'''

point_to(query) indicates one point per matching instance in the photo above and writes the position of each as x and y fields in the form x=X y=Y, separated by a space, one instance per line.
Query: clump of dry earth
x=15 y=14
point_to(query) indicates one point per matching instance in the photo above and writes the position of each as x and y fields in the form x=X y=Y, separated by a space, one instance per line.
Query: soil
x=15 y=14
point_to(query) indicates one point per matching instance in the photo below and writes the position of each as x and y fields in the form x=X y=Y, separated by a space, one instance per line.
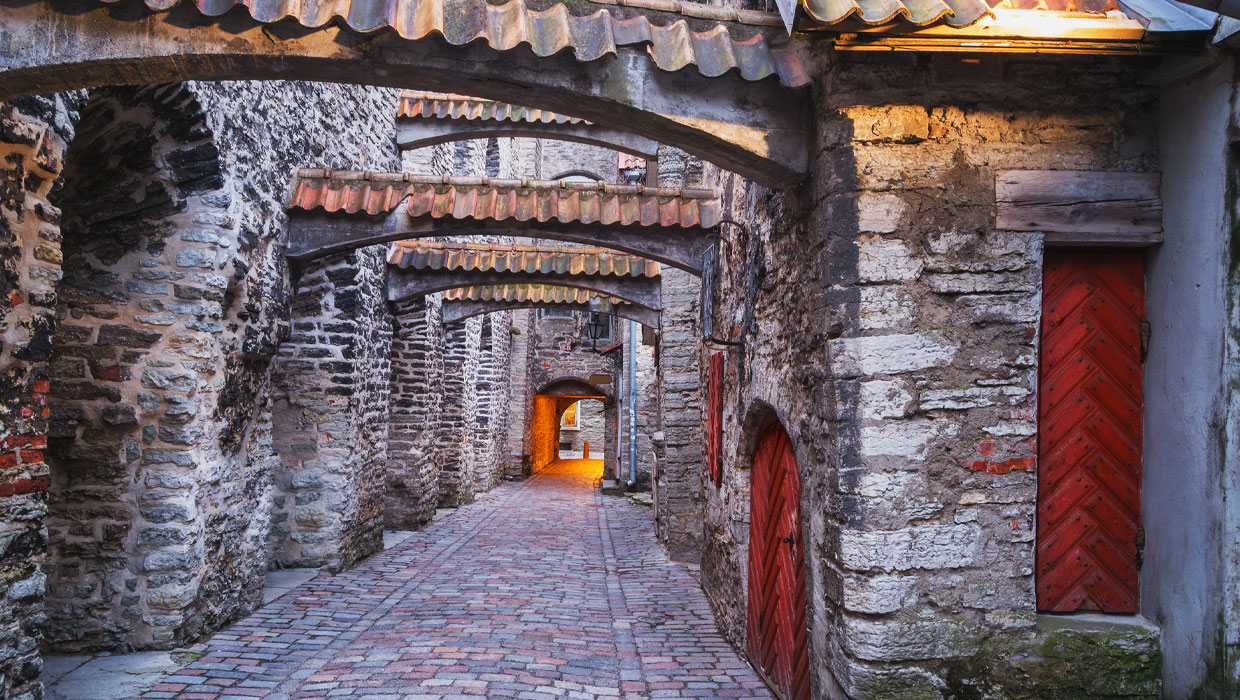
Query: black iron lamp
x=598 y=327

'''

Format every line of the records above as a Markdown table with the columns "No." and "Text", numbering the rows and skipping blank lines. Leave the pictures out.

| No. | Text |
|---|---|
| 1 | point_to(query) indicates one point per matching instance in the photo above and writes the position of each as x and y fields in the form x=X y=Y, separated by a space, one instance per line. |
| 2 | Query: clump of dry earth |
| 3 | x=15 y=14 |
| 4 | point_to(query) indicates one point per matching instance in the photo above and writes the position of each as x and y fields in the form x=X y=Y, separated by a space, one instance per line. |
| 5 | Query: soil |
| 6 | x=15 y=14 |
| 7 | point_to(query) indicates one point per matching instance in the photo below and writes the position of each as x and y fields in the form x=X y=Y, separated by a space, one instance per line. |
| 8 | Query: black iron lamp |
| 9 | x=598 y=327 |